◆ Exercise prompt:
Rewrite the data below, replacing "positive clicks" with "foreground clicks" and keeping everything else unchanged.
##### Provided records #####
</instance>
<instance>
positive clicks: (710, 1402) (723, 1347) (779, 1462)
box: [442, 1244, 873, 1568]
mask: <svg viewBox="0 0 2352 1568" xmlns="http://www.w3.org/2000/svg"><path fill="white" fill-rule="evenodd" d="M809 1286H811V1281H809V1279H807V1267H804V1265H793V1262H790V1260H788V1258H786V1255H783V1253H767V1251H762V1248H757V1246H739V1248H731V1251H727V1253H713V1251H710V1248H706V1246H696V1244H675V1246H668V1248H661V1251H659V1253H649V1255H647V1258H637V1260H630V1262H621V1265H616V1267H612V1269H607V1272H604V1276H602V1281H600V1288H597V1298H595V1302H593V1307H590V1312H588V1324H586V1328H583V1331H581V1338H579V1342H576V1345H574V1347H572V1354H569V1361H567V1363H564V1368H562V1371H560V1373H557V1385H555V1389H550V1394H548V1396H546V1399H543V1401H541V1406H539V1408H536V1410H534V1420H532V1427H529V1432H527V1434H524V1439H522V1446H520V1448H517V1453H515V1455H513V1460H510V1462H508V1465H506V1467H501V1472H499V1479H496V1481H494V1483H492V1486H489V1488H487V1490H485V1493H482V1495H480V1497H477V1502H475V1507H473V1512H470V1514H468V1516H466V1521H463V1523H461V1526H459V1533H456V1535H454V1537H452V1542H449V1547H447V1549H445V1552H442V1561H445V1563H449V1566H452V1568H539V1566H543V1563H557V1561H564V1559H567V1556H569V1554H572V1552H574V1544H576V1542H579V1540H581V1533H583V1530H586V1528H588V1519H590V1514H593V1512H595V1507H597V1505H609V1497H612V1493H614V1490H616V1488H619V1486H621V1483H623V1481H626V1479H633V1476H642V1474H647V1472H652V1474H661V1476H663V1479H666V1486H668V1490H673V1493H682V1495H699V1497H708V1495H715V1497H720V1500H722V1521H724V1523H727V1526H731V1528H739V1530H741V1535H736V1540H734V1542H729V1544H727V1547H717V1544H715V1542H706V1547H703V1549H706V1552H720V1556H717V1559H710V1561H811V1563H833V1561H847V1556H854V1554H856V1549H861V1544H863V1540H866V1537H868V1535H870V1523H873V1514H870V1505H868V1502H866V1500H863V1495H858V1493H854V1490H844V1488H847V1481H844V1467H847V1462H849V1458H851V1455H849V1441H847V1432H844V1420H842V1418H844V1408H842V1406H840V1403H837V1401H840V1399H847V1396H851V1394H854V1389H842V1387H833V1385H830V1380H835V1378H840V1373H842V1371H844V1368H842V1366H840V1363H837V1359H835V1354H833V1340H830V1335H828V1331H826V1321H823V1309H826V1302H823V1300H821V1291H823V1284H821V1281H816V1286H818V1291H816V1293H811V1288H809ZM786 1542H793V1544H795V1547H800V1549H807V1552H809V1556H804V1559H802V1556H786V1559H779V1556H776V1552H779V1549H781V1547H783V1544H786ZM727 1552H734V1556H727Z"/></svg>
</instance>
#####
◆ Response to this task:
</instance>
<instance>
foreground clicks: (710, 1402) (723, 1347) (779, 1462)
box: [442, 1244, 873, 1568]
mask: <svg viewBox="0 0 2352 1568" xmlns="http://www.w3.org/2000/svg"><path fill="white" fill-rule="evenodd" d="M809 1286H811V1281H809V1279H807V1267H804V1265H793V1262H790V1260H788V1258H786V1255H783V1253H767V1251H762V1248H757V1246H739V1248H731V1251H727V1253H713V1251H710V1248H706V1246H696V1244H675V1246H668V1248H661V1251H659V1253H649V1255H647V1258H637V1260H630V1262H621V1265H616V1267H612V1269H607V1272H604V1276H602V1281H600V1288H597V1298H595V1302H593V1307H590V1312H588V1324H586V1328H583V1331H581V1338H579V1342H576V1345H574V1347H572V1354H569V1361H567V1363H564V1368H562V1371H560V1373H557V1385H555V1389H550V1394H548V1396H546V1399H543V1401H541V1406H539V1408H536V1410H534V1420H532V1427H529V1432H527V1434H524V1439H522V1446H520V1448H517V1453H515V1455H513V1460H510V1462H508V1465H506V1467H501V1472H499V1479H496V1481H494V1483H492V1486H489V1488H487V1490H485V1493H482V1495H480V1497H477V1502H475V1507H473V1512H470V1514H468V1516H466V1521H463V1523H461V1526H459V1533H456V1535H454V1537H452V1542H449V1547H447V1549H445V1552H442V1561H445V1563H449V1566H452V1568H539V1566H543V1563H557V1561H564V1559H567V1556H569V1554H572V1552H574V1544H576V1542H579V1540H581V1533H583V1530H586V1528H588V1519H590V1514H593V1512H595V1507H597V1505H609V1497H612V1493H614V1490H616V1488H619V1486H621V1483H623V1481H626V1479H633V1476H642V1474H647V1472H652V1474H661V1476H663V1479H666V1486H668V1490H673V1493H682V1495H699V1497H708V1495H715V1497H720V1500H722V1521H724V1523H727V1526H731V1528H739V1530H741V1535H736V1540H734V1542H729V1544H727V1547H717V1544H715V1542H706V1547H703V1549H706V1552H720V1556H717V1559H710V1561H811V1563H833V1561H847V1556H854V1554H856V1549H861V1544H863V1540H866V1537H868V1535H870V1523H873V1514H870V1505H868V1502H866V1500H863V1495H858V1493H854V1490H844V1488H847V1481H844V1467H847V1462H849V1458H851V1455H849V1441H847V1432H844V1420H842V1418H844V1408H842V1406H840V1403H837V1401H840V1399H847V1396H851V1394H854V1389H842V1387H833V1385H830V1380H835V1378H840V1373H842V1371H844V1368H842V1366H840V1363H837V1359H835V1354H833V1340H830V1335H828V1331H826V1321H823V1309H826V1302H823V1300H821V1291H823V1284H821V1281H816V1286H818V1291H816V1293H811V1288H809ZM786 1542H793V1544H795V1547H800V1549H807V1552H809V1556H804V1559H802V1556H786V1559H779V1556H776V1552H779V1549H781V1547H783V1544H786ZM727 1552H734V1556H727Z"/></svg>
</instance>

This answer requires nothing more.